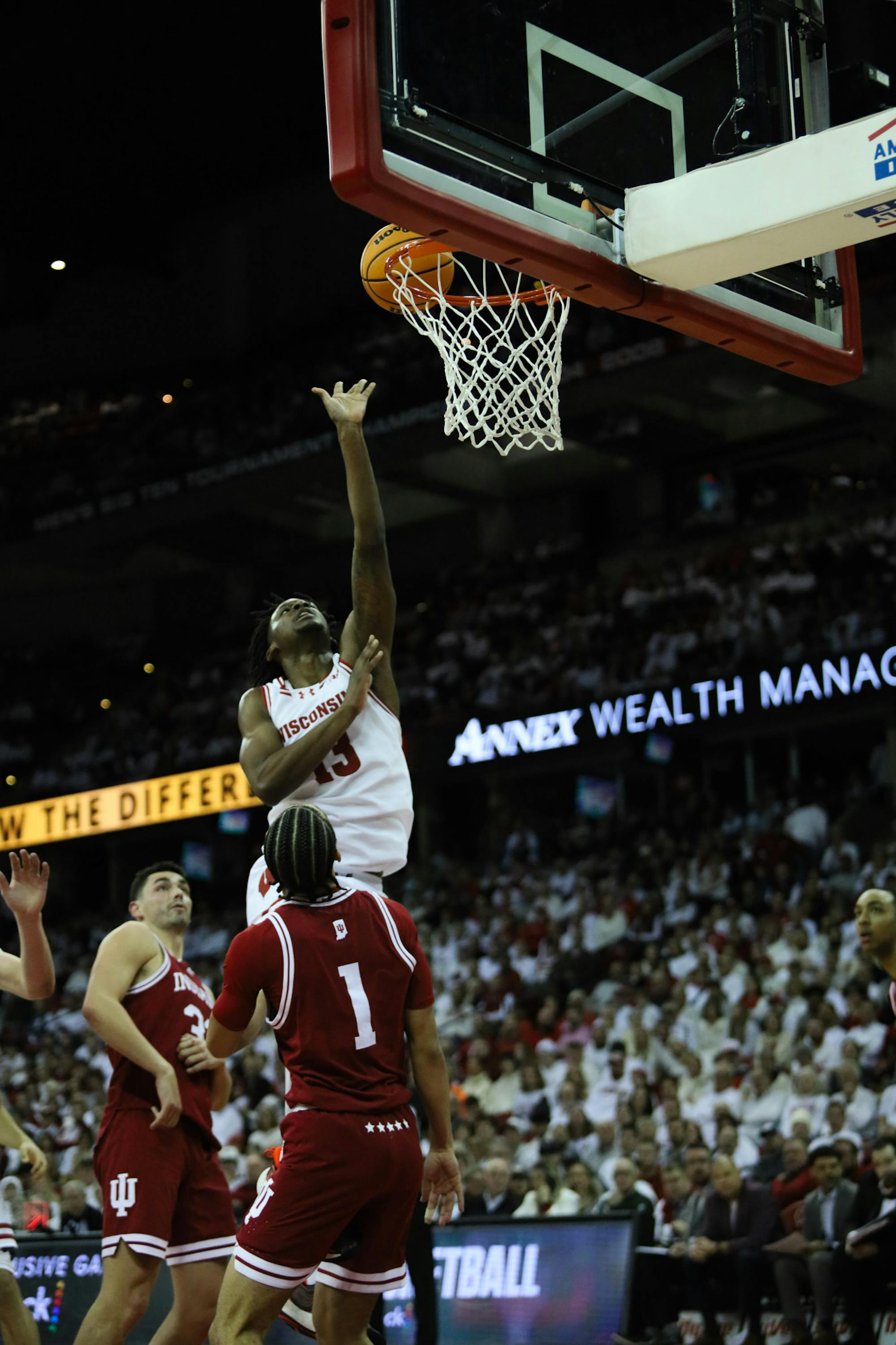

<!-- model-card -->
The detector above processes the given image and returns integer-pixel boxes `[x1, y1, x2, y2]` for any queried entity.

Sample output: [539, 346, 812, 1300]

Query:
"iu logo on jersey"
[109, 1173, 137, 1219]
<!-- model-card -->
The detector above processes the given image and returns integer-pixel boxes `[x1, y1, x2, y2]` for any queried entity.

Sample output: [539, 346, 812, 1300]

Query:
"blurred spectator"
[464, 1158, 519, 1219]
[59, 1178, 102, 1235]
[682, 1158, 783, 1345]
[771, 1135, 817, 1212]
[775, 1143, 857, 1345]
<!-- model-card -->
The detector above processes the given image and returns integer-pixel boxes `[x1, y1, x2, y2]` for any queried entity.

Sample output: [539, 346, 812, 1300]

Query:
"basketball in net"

GOAL -
Reproduce all of the rows above verbatim, omitting the pictures.

ANSWER BELOW -
<!-- model-card -->
The detector above processes the given image and returns integer-pixel boxes `[x1, y1, x2, y2]` for any queried entity.

Sample output: [539, 346, 812, 1300]

Query:
"iu logo on jersey"
[109, 1173, 137, 1219]
<!-- model-card -->
The detector above processes the given image and returns integer-pixel boxes `[x1, y1, x2, y2]` for any queried entity.

Sample output: [539, 346, 812, 1300]

Query:
"blurred spectator"
[464, 1158, 519, 1219]
[59, 1178, 102, 1235]
[682, 1158, 783, 1345]
[771, 1135, 817, 1212]
[775, 1143, 857, 1345]
<!-- model-card -->
The detector above processes the given image and returns integer-pixel boxes `[x1, y1, x2, y2]` for any queried entity.

Sample output: [539, 346, 812, 1300]

Query:
"basketball in net"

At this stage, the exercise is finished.